## TASK REQUIREMENTS
Reproduce the listing below verbatim, leaving out the pictures.

## DATA ENTRIES
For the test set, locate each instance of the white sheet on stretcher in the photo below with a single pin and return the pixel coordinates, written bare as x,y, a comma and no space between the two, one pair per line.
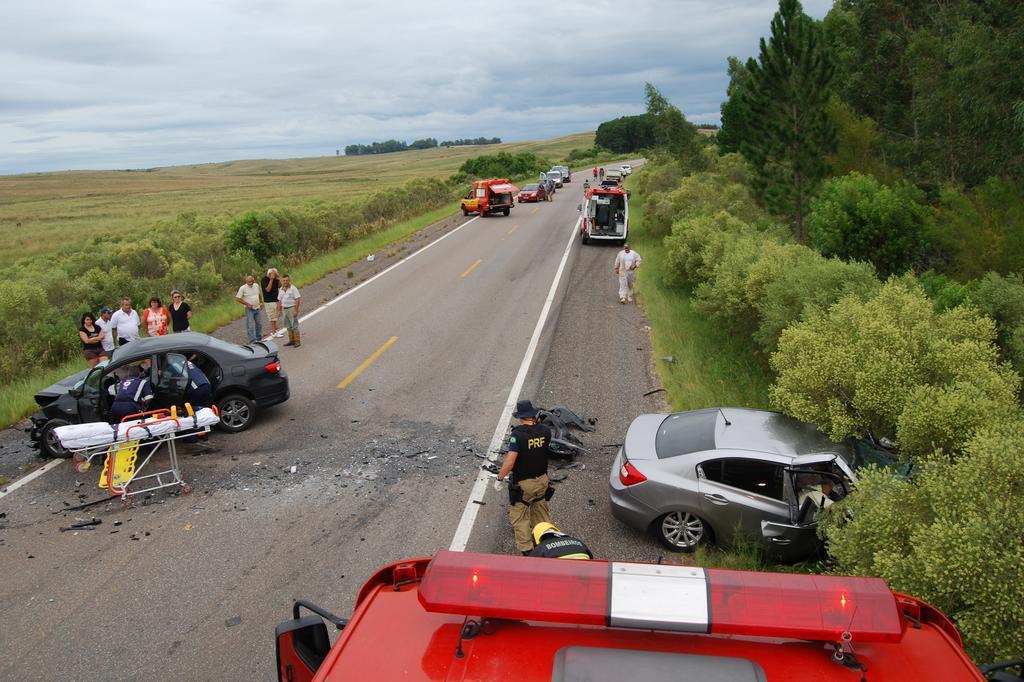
80,436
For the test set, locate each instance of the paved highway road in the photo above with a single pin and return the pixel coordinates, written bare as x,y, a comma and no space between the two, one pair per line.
396,392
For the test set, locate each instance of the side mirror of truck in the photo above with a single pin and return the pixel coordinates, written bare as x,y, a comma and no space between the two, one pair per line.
302,646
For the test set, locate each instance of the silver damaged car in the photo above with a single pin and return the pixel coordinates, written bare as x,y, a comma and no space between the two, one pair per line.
705,475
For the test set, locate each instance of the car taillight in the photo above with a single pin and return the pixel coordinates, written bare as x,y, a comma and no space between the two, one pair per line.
629,475
662,597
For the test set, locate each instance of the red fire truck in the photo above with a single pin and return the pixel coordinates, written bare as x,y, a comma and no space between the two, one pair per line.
482,616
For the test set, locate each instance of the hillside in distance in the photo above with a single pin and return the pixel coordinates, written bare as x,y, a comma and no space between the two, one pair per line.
41,212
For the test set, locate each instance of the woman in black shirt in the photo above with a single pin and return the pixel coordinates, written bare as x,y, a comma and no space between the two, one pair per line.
180,312
92,338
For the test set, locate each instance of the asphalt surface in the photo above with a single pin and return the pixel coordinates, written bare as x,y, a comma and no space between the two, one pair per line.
189,587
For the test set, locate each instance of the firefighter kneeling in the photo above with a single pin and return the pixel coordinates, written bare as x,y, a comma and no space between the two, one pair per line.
553,544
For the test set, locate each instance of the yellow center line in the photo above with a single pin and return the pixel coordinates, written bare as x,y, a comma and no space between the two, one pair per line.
472,267
367,363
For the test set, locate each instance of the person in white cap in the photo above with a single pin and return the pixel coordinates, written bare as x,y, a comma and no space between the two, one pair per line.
627,262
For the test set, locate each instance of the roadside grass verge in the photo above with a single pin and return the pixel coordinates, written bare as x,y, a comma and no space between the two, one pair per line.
16,397
710,368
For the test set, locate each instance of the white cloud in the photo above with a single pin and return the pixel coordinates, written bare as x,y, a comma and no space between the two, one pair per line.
95,84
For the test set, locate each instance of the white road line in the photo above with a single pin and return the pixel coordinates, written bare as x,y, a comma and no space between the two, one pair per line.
469,513
31,477
384,271
49,465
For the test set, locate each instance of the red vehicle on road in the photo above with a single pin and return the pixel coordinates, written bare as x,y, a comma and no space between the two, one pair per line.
481,616
532,193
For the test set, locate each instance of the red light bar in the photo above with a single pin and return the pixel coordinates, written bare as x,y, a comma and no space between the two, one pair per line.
662,597
816,607
517,588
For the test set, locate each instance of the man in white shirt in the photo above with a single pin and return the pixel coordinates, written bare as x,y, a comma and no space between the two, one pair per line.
289,300
627,262
250,296
104,324
125,323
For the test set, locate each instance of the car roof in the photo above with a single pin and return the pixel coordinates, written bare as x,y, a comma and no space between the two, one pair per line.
700,432
159,344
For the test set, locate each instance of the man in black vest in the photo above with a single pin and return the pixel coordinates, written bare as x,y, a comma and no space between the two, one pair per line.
553,544
527,462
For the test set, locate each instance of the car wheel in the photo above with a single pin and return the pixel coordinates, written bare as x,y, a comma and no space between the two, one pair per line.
237,413
682,531
49,444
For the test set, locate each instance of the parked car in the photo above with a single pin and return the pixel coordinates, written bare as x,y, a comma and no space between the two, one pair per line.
706,475
532,193
244,380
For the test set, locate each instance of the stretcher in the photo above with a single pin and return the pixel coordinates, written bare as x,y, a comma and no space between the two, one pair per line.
129,446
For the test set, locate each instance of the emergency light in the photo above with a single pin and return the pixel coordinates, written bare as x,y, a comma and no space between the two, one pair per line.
662,597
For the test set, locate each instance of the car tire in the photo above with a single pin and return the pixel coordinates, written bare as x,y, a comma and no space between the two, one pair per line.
49,444
237,413
682,531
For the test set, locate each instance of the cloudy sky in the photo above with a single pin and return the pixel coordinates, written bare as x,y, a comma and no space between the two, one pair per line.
94,84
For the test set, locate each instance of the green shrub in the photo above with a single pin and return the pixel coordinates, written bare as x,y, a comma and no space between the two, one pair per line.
983,229
953,536
855,217
892,367
1001,298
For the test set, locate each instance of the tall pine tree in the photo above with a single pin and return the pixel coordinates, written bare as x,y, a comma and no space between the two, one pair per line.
788,132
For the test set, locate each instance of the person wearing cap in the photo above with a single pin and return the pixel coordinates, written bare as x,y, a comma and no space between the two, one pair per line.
627,262
526,461
553,544
104,324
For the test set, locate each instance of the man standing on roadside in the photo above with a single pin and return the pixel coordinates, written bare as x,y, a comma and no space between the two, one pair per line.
527,462
627,262
270,285
249,296
125,323
289,300
104,324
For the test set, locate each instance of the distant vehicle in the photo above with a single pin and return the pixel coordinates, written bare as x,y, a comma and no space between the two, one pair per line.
605,214
701,476
245,380
613,174
532,193
487,197
462,615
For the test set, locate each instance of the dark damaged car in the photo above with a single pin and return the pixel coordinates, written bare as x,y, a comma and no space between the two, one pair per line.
244,379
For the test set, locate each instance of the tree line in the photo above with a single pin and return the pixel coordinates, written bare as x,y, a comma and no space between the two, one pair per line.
861,219
425,143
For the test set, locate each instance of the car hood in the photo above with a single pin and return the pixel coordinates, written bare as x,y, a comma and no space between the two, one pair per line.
54,391
641,436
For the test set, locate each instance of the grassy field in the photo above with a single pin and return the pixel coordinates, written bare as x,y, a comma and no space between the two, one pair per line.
40,212
709,367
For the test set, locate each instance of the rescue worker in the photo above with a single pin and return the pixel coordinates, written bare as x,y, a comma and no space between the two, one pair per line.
553,544
627,262
133,395
527,462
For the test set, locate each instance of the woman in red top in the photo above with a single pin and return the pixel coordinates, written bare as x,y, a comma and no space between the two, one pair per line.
156,317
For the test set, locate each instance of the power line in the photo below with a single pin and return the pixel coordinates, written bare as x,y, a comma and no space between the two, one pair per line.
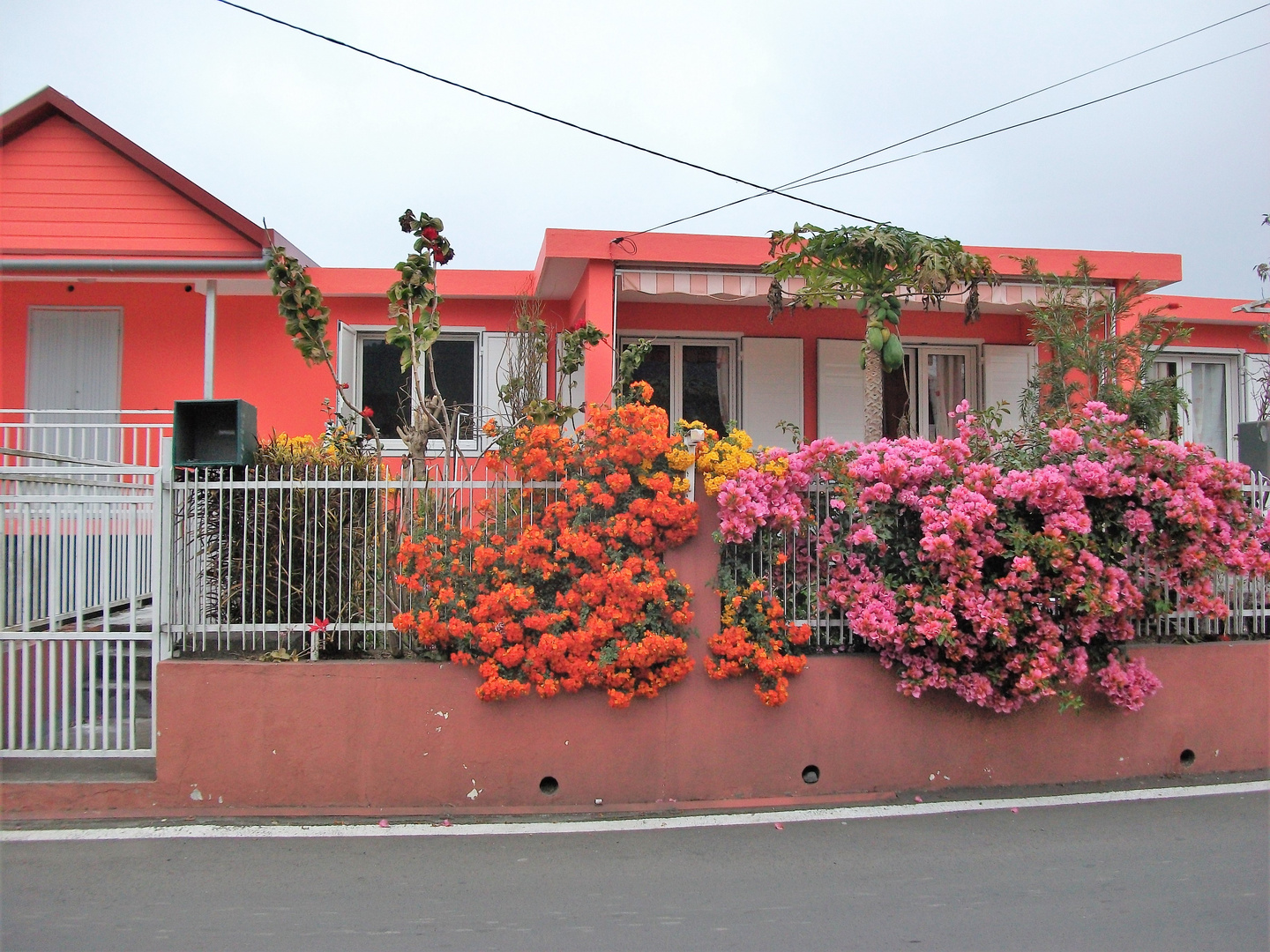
803,181
1027,95
1039,118
544,115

## EXPECTED ANSWER
For the test set, locate each instance of the white sheet on stretcher in the photo below with a single pin and return the pixel coordinates, written bare as x,y, a comma and no space between the two, one pair per line.
80,436
For the test set, locate each instance of the paved highway road in the photo above with a single pin and return the pixel coordinates, written bare as x,y, a comma and no space between the two, one pair per line.
396,392
For the test set, locate each instance of the side mirror of truck in the photo above with a single pin and return the pixel coordinates, written bare as x,y, a comma and no space between the two, one pair per line.
302,646
For the test set, locate each instance of the silver damaged car in the photo above with a single pin and return the pixel coordinates, written bare as x,y, a comma and no space between the two, one pair per line.
705,475
For the test set, locate each instance of the car taillight in the photo above with a single pin and return the pixel coordinates, written bare as x,y, a comma and no space between the two, one pair per line.
629,475
662,597
For the test set, locate each instance of the red fire truck in the photo above with a single pin and return the pixel coordinates, written bare as x,y, a comma and no space between the two, one pair per line.
482,616
For the test set, locate each instance of the hillside in distance in the photo above with a single pin and return the pixel coordinates, written bare as x,y, a comma and no space between the two, one pair per line.
41,212
For the test set, locate each instance of the woman in black shirt in the photo above with a single pin and return the pixel coordinates, written bare as x,y, a comma and no space between the two, one pair per line.
180,312
92,338
For the test set, locate each instance of the asphalt surface in the photo above with a single pin and return the pixel coordinates, written bare as x,y, a comma and no space between the two, one pair per line.
189,587
For the test set, locate each instance of the firefighter kneeling in the photo above with a single pin and return the pixel coordinates, written bare as x,y, a comma and no space between the two, one pair per line.
553,544
For the test set, locate each instance of the yellow center line in the photo above with a single pin and return the pixel coordinates, written bare as x,y, a comma and no space between the two, one pair per line.
472,267
367,363
For the test set, locate each instance of the person in white cap in the photo above with a single pin and return the pixel coordinates, written bare as x,y, a comma and no space between the two, one pair per line.
627,262
For the test set, locate each instance of the roadside grass verge in the photo above with a single pin and return the pixel coordinates, written bare as x,y, a comma and no space between the two, one pair per line.
16,397
710,368
For the test set, locate each instance of the white cloud in the photo above with a single pin and return the pixel coordinates, written bare as x,y, a comma and no space between the two, one pair per line.
95,84
For the test set, locate each instance of the white road line in the photo above with a single pin and return the pixel coordinates, written bare as x,y, a comma and no space between the two, one pair per line.
469,513
31,477
384,271
49,465
For the test set, locate each instance of the red vehicle on road in the photo above with a single pin and return the pixel coordinates, written bare as x,y, a comma and no space between the two, one pair per line.
481,616
532,193
For the test set, locate each instance of the red light bar in the photo above with a single pin and return the pixel coordinates, written bare as x,y, a comma and no space between the two, one pair per line.
662,597
816,607
517,588
For the test set, locate each instance of the man in white shirt in the photo above with a single pin and return the pixel coordinates, written bare as x,y, a comma and no space between the two, one pair per line.
289,300
627,262
250,296
104,324
125,323
For the test set, locate each instance of the car roof in the photo above with a single pin and return the pixel coordinates, written bare as x,y, a comma and no space between the two, one pair per line.
700,432
159,344
For the test set, locate each instance of the man in black vest in the photo above with a single pin and return the pixel coordinates, written bare as x,y, a comma and no space between the two, one pair per line.
553,544
527,462
For the test set, locate each instance of the car wheel in the photo above with a single pin and return the pixel coordinates, written bare as x,y, a comma and no space between the two, one pair per line.
237,413
682,531
49,444
For the test set, locate each instance of the parked car in the photo above with a single pin and return the pixel coordinates, written bare as x,y, a comma and no space between the two, one pair per line.
706,475
532,193
244,380
For the test set, locate each instance of the stretcher in the photo above with a single pin and return the pixel coordinates, written bare as x,y, a comma and no space between the two, one pair per line.
129,446
For the test set, locate each instance of the emergency light in the photo above with a single pin and return the pixel coordinates, written bare as x,y, a comma and no space between the two, one pair per line.
662,597
For the test set, locate each instance of the car tire in the photo above with a single pin and return the pixel coordinates, written bare as x,y, a comma and no space between the two, one pair per line.
49,444
237,413
682,531
For the test set, locate each instance of the cloudy sky in the photo above with a single pin and return the pixel coordinates, written bare as x,y, a comma and no space between the two, one pair per line.
94,84
For the test set, locate each instance of the green shrub in the photo above with a single pin and return the pixel coordinates, written bare as x,y, a comma and no space between the two, one pair per line.
983,229
953,536
855,217
892,367
1001,298
For the test set, locate each instance of the tall pine tree in the photo above with a single pin and return the pixel coordinates, written bare as x,y, a comma and no space between the two, one pair per line.
788,132
For the test set, locate each instance of the person wearing cap in the photo above with a single pin and return the pixel coordinates, written bare as x,y, a comma and no space between the two, one pair per line.
627,262
526,461
553,544
104,324
For the test set, locate each instance of the man standing on roadside in the photo above with a single pin and return the pixel coordinates, written bare as x,y, a comma and no space between the two, one pair per line.
527,462
627,262
270,285
249,296
125,323
289,300
104,324
For the test set, locate each instance of the distant vehicle in the photo above with a single pin and return the pixel coordinates, written bare as x,y, a comma and no space between the two, one pair per line.
605,214
701,476
245,380
613,174
532,193
487,197
462,615
For the test set, locate each instance of the dark damaged car in the photo above with a single pin and return the pixel coordinates, written bare as x,y, a comma and no space between the two, one pair per line.
244,379
For the test set, locate each instance of the tree line in the photo above with a single pin and return the pixel coordinates, written bare as x,y, a comma and no space between the two, one pair per line.
861,219
425,143
For the test set, locate each instance of the car hood in the photo above with a single pin and return the pixel coordinates, written bare as x,y, a comma and no space between the two, one pair per line.
54,391
641,436
For the test set, locate each instance of the grassy field in the photo above with a single pin and return the pixel coordinates, written bare as x,y, a comma and no space between the two, one pair per line.
40,212
709,367
For the test set, locate each instance of the rescue worker in the photo above with a single pin and return the pixel coordinates, written bare as x,y, a comma and no space between the two, one pair per line.
553,544
627,262
133,395
527,462
For the test set, locate each instance of the woman in red top in the photo above with a single pin and return the pixel coordinates, written bare as x,y, a comma and no space between the two, one pair per line.
156,317
For the test set, locate each instance of the power line in the photo below with a single pin and return the pixel coordinates, written bare as x,y, a comma and no space between the two, one pair per line.
803,181
1027,95
1039,118
544,115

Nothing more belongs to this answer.